Exercise details » Pull out each line in the items below that contains the string "hair", and copy every one of those lines in full.

Excerpted records »
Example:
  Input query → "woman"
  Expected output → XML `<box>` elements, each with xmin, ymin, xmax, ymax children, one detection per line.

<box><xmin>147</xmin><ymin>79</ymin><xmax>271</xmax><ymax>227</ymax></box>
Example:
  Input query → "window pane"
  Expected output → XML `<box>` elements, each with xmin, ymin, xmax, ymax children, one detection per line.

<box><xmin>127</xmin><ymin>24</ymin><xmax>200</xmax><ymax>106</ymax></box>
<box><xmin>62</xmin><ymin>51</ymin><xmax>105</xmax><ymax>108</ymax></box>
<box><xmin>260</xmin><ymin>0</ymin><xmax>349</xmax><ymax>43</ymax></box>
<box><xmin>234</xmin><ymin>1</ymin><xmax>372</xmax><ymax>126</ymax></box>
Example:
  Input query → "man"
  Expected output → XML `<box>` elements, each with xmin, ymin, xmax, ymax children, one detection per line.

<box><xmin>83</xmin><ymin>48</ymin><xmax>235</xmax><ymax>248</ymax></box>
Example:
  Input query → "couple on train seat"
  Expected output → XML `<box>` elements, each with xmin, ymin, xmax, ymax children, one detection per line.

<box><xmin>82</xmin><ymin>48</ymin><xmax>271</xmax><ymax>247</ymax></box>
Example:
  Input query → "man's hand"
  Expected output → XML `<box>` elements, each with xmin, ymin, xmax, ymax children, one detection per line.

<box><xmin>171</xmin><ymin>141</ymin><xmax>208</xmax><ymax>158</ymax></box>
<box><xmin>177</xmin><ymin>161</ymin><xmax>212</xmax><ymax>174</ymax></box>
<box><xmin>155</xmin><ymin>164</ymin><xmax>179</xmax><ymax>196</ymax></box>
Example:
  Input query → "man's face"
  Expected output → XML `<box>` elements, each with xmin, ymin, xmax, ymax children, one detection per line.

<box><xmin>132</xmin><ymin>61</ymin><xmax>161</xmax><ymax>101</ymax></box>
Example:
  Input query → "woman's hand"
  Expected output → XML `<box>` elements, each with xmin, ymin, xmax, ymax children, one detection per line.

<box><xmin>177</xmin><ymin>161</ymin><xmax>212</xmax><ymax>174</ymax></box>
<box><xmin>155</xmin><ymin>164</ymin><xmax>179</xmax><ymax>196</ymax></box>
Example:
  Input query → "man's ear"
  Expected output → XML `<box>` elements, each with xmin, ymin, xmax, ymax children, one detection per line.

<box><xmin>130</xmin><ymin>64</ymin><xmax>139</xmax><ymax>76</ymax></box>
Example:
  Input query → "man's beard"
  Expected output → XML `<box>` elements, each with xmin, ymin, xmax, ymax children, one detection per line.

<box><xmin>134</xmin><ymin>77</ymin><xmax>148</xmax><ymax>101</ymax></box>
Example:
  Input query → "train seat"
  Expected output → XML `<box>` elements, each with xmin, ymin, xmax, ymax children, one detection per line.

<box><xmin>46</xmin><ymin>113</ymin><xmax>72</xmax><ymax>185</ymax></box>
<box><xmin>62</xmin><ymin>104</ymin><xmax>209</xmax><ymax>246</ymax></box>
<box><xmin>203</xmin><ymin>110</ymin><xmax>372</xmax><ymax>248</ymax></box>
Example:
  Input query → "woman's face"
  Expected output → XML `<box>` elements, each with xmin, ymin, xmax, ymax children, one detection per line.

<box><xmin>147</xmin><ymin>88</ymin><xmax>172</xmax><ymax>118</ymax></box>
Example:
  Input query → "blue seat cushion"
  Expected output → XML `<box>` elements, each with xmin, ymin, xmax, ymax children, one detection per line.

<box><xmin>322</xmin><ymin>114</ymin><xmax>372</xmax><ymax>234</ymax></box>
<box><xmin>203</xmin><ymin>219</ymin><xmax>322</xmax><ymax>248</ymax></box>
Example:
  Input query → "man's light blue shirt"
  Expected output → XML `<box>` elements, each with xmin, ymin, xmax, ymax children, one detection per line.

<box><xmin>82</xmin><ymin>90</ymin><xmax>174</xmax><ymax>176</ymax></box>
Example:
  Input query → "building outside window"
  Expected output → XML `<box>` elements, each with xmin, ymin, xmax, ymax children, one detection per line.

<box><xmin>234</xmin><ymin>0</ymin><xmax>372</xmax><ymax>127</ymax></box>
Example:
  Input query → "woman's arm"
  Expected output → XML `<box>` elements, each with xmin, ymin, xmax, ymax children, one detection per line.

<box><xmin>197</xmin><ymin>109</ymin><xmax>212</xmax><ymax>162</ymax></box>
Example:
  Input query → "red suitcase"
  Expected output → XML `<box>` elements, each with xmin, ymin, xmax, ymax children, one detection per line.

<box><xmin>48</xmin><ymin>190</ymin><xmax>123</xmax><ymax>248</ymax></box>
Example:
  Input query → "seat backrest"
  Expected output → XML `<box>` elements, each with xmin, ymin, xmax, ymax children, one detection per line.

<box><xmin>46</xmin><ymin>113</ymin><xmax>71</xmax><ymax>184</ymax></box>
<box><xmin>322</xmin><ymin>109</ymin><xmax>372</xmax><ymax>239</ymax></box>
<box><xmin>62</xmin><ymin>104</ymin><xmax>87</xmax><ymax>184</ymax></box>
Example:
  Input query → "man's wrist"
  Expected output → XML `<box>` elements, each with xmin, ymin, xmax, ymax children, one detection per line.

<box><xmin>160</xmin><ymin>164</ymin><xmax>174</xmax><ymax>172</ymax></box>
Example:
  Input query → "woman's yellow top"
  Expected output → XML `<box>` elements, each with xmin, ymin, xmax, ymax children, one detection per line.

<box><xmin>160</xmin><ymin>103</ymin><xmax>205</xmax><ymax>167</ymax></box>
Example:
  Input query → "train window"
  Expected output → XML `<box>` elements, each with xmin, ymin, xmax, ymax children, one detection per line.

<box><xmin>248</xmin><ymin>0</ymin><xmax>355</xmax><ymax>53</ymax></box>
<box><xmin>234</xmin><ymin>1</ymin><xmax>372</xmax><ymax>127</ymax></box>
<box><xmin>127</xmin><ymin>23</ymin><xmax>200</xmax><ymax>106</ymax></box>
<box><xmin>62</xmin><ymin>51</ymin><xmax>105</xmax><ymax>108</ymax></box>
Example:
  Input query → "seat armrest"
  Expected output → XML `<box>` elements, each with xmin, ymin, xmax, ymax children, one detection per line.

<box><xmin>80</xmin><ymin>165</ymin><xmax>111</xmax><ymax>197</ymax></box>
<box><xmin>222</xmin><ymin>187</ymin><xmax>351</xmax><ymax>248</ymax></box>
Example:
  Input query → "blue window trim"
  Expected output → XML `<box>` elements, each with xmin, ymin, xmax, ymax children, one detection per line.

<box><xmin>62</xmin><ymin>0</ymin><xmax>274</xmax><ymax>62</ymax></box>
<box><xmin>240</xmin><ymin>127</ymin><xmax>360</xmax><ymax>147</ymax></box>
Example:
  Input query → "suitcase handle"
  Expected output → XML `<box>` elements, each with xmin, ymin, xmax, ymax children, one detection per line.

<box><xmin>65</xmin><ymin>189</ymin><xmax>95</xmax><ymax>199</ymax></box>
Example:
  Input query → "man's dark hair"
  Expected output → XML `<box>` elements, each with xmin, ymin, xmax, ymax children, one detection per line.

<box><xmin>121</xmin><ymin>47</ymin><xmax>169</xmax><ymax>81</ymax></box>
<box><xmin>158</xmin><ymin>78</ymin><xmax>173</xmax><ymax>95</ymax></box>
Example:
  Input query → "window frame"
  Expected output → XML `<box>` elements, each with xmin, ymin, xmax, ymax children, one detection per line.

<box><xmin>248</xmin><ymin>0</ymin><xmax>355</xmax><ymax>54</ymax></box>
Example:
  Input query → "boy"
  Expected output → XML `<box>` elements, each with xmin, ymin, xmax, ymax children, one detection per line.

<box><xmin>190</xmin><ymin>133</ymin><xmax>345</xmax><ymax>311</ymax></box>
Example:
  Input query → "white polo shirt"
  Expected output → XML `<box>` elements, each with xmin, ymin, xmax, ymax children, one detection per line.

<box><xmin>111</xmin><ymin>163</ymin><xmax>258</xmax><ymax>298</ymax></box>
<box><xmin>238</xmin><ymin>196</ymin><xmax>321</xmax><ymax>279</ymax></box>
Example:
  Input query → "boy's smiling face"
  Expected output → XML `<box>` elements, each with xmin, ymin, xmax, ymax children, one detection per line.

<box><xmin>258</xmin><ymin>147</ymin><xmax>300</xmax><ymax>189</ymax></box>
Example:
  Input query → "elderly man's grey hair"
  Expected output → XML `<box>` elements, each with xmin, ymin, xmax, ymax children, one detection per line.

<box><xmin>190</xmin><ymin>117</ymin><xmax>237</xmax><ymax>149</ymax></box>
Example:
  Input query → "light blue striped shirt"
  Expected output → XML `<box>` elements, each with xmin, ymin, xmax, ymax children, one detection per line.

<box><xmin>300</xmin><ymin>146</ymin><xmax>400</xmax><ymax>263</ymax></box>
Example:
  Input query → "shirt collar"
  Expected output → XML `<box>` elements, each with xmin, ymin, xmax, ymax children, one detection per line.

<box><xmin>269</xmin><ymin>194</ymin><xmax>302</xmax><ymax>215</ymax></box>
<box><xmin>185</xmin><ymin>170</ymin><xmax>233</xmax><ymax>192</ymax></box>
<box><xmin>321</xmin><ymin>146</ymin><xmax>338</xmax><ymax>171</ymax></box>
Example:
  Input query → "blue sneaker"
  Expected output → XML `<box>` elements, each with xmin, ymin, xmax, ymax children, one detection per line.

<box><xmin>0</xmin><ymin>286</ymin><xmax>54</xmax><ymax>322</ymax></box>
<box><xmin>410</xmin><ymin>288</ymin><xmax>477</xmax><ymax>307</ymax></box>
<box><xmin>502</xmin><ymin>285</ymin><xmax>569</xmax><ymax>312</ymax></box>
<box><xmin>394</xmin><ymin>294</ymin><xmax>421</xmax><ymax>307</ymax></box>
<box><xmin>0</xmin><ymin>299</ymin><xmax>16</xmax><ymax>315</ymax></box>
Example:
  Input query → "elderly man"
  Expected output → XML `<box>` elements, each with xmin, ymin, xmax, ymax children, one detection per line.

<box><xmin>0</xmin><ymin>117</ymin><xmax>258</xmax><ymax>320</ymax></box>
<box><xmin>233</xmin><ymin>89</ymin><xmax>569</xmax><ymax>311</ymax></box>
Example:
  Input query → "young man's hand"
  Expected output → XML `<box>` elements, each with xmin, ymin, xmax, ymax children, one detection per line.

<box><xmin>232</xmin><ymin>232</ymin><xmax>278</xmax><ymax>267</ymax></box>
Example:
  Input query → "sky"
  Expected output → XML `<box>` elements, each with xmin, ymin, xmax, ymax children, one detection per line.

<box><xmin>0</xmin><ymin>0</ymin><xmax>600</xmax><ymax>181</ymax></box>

Solved exercise »
  Input query → "man's dark hair"
  Input query → "elderly man's grey hair"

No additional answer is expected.